Contour labeling entries
## Start
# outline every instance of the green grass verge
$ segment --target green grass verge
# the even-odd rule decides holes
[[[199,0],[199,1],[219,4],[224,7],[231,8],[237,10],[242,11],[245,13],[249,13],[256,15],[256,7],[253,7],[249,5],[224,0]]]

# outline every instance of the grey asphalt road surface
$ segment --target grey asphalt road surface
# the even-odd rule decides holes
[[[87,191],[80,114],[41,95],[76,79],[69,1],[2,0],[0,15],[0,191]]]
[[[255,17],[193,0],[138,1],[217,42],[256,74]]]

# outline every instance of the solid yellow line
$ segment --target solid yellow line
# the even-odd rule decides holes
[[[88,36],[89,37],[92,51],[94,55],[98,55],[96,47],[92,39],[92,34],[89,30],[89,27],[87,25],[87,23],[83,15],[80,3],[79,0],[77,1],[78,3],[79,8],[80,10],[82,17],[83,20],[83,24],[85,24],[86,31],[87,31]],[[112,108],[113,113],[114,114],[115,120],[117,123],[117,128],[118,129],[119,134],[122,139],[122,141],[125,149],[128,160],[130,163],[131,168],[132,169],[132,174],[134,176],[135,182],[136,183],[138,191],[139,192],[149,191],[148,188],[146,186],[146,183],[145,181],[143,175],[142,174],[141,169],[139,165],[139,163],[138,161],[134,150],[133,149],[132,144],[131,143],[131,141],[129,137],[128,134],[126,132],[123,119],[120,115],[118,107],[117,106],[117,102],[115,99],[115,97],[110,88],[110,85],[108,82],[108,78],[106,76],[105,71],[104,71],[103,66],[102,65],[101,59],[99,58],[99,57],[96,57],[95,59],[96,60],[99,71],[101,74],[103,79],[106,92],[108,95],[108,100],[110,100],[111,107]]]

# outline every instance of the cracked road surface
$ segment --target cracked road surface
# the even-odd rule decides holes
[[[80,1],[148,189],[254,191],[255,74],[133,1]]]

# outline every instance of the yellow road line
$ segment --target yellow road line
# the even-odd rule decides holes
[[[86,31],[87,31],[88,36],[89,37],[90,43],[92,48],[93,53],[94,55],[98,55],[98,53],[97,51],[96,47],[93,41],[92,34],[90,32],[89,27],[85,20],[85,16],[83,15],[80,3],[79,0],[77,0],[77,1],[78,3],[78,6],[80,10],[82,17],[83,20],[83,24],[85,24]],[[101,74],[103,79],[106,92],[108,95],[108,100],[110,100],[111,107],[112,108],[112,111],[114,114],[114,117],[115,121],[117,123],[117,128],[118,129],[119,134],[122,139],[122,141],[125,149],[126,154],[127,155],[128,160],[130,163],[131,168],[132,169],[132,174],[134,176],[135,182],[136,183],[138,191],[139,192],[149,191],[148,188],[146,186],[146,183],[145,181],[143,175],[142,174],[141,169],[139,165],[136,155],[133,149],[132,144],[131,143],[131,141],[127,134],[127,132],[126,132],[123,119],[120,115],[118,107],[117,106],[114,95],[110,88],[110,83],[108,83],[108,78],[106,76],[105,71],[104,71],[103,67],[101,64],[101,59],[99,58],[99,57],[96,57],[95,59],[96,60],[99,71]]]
## End
Given exercise
Quote every line of the entries above verbatim, from first to last.

Solved exercise
# outline every instance of the green grass verge
$ segment --target green grass verge
# the even-odd rule decides holes
[[[199,0],[199,1],[219,4],[224,7],[231,8],[237,10],[242,11],[245,13],[249,13],[256,15],[256,7],[253,7],[249,5],[224,0]]]

# outline every instance of the grey asphalt road surface
$ segment --target grey asphalt road surface
# the even-odd rule decides holes
[[[87,191],[80,114],[41,95],[76,79],[69,1],[2,0],[0,15],[0,191]]]
[[[255,17],[193,0],[138,1],[217,42],[256,74]]]

# outline every instance of the solid yellow line
$ segment --target solid yellow line
# the even-odd rule decides holes
[[[88,36],[89,37],[92,51],[94,55],[98,55],[96,47],[92,39],[92,34],[89,30],[89,27],[87,25],[87,23],[83,15],[80,3],[79,0],[77,1],[78,3],[79,8],[80,10],[82,17],[83,20],[83,24],[85,24],[86,31],[87,31]],[[112,108],[113,113],[114,114],[115,120],[117,123],[117,128],[118,129],[119,134],[122,139],[122,141],[125,149],[128,160],[130,163],[131,168],[132,169],[132,174],[134,176],[135,182],[136,183],[138,191],[139,192],[149,191],[148,188],[146,186],[146,183],[145,181],[143,175],[142,174],[141,169],[139,165],[139,163],[138,161],[134,150],[133,149],[132,144],[131,143],[131,141],[129,137],[128,134],[126,132],[123,119],[120,115],[118,107],[117,106],[117,102],[115,99],[115,97],[110,88],[110,85],[108,82],[108,78],[106,76],[105,71],[104,71],[103,66],[102,65],[101,59],[99,58],[99,57],[96,57],[95,59],[96,60],[99,71],[101,74],[103,79],[106,92],[108,95],[108,100],[110,100],[111,107]]]

# outline every instance of the cracked road surface
$ segment --target cracked road surface
# the even-odd rule decides holes
[[[80,1],[148,189],[254,191],[255,74],[133,1]]]

# outline every instance of the yellow road line
$ segment --target yellow road line
# the even-odd rule decides holes
[[[86,31],[87,31],[88,36],[89,37],[90,43],[92,48],[93,53],[94,55],[98,55],[98,53],[97,51],[96,47],[93,41],[92,34],[90,32],[89,27],[85,20],[85,16],[83,15],[80,3],[79,0],[77,0],[77,1],[78,3],[78,6],[80,10],[82,17],[83,20],[83,24],[85,24]],[[101,74],[103,79],[106,92],[108,95],[108,100],[110,100],[111,107],[112,108],[112,111],[114,114],[114,117],[115,121],[117,123],[117,128],[118,129],[119,134],[122,139],[122,141],[125,149],[126,154],[127,155],[128,160],[130,163],[131,168],[132,169],[132,174],[134,176],[135,182],[136,183],[138,191],[139,192],[149,191],[148,188],[146,186],[146,183],[145,181],[143,175],[142,174],[141,169],[139,165],[136,155],[133,149],[132,144],[131,143],[131,141],[127,134],[127,132],[126,132],[123,119],[120,115],[118,107],[117,106],[114,95],[110,88],[110,83],[108,83],[108,78],[106,76],[105,71],[104,71],[103,67],[101,64],[101,59],[99,58],[99,57],[96,57],[95,59],[96,60],[99,71]]]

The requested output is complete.